Travail à réaliser -
Extrayez, en les recopiant, toutes les lignes des enregistrements ci-dessous qui contiennent le mot « field ».

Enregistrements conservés
━━━━━━━━━━━━━━━━

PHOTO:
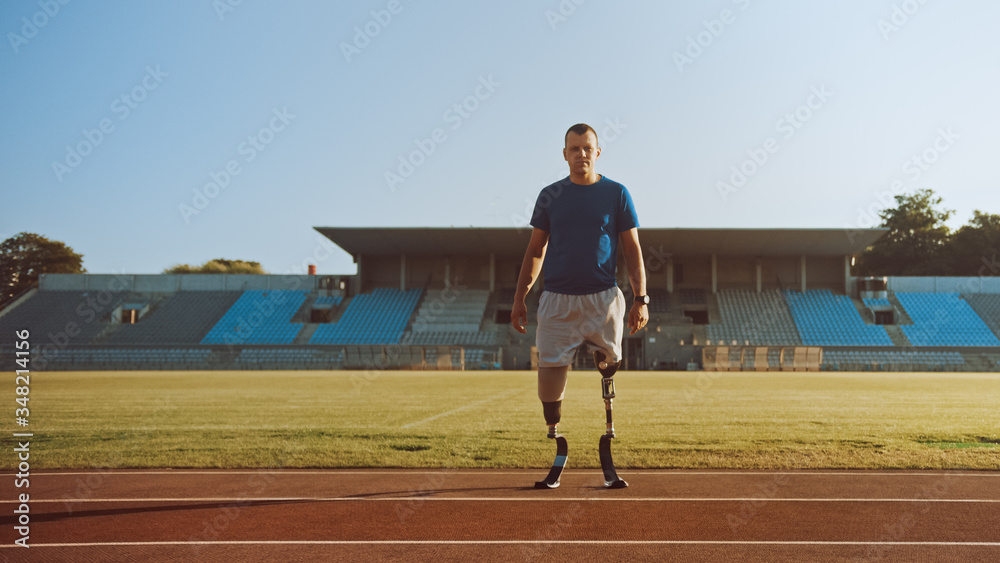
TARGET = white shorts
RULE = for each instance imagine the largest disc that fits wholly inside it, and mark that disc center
(567, 321)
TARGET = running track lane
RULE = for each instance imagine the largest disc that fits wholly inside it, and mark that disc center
(461, 514)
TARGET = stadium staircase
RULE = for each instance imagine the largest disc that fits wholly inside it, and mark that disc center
(825, 319)
(987, 306)
(897, 336)
(944, 319)
(756, 319)
(902, 317)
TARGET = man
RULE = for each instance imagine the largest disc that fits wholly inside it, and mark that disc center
(578, 223)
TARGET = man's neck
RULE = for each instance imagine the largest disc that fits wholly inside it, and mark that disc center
(585, 179)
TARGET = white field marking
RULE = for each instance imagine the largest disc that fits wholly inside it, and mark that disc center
(508, 499)
(469, 406)
(513, 542)
(475, 472)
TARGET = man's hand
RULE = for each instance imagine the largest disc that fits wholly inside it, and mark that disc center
(519, 316)
(638, 316)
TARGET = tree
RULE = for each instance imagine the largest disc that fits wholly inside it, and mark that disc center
(26, 255)
(917, 239)
(972, 250)
(218, 266)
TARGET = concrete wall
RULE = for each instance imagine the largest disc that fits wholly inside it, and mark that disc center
(932, 284)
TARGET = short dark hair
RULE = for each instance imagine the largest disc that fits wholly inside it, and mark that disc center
(579, 129)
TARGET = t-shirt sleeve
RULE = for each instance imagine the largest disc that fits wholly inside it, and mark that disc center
(627, 218)
(540, 216)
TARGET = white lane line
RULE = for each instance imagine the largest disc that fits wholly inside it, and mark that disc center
(505, 499)
(462, 408)
(474, 472)
(514, 542)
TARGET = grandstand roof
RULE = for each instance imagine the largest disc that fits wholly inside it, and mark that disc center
(512, 241)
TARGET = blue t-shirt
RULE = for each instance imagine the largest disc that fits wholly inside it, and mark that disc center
(583, 223)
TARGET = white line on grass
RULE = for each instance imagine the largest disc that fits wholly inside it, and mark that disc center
(423, 498)
(616, 542)
(469, 406)
(476, 472)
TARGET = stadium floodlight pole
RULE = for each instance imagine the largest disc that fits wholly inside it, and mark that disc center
(611, 479)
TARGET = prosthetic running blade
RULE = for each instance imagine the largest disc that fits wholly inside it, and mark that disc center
(611, 479)
(551, 480)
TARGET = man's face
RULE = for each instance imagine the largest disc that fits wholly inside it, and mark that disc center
(581, 152)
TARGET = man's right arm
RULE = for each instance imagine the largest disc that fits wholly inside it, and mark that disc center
(531, 266)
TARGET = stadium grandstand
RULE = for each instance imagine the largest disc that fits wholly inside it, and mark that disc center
(440, 298)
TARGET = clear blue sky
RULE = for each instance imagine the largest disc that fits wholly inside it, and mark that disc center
(311, 116)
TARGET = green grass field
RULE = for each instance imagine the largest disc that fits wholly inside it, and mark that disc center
(253, 419)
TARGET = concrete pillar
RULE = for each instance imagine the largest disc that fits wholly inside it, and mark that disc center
(715, 274)
(493, 272)
(759, 275)
(670, 274)
(402, 272)
(802, 272)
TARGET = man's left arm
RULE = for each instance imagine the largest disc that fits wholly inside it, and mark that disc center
(638, 315)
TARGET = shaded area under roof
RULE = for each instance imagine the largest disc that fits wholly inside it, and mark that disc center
(442, 241)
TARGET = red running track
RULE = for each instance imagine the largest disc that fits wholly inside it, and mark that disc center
(461, 515)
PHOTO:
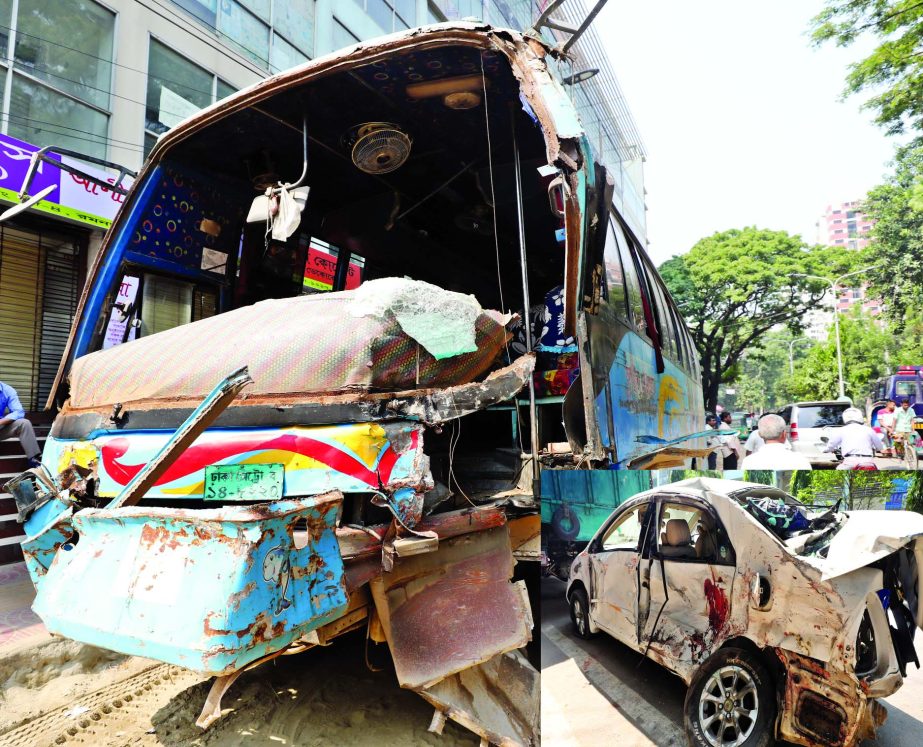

━━━━━━━━━━━━━━━━

Réponse à l'exercice -
TARGET = white field marking
TARGET = green grass field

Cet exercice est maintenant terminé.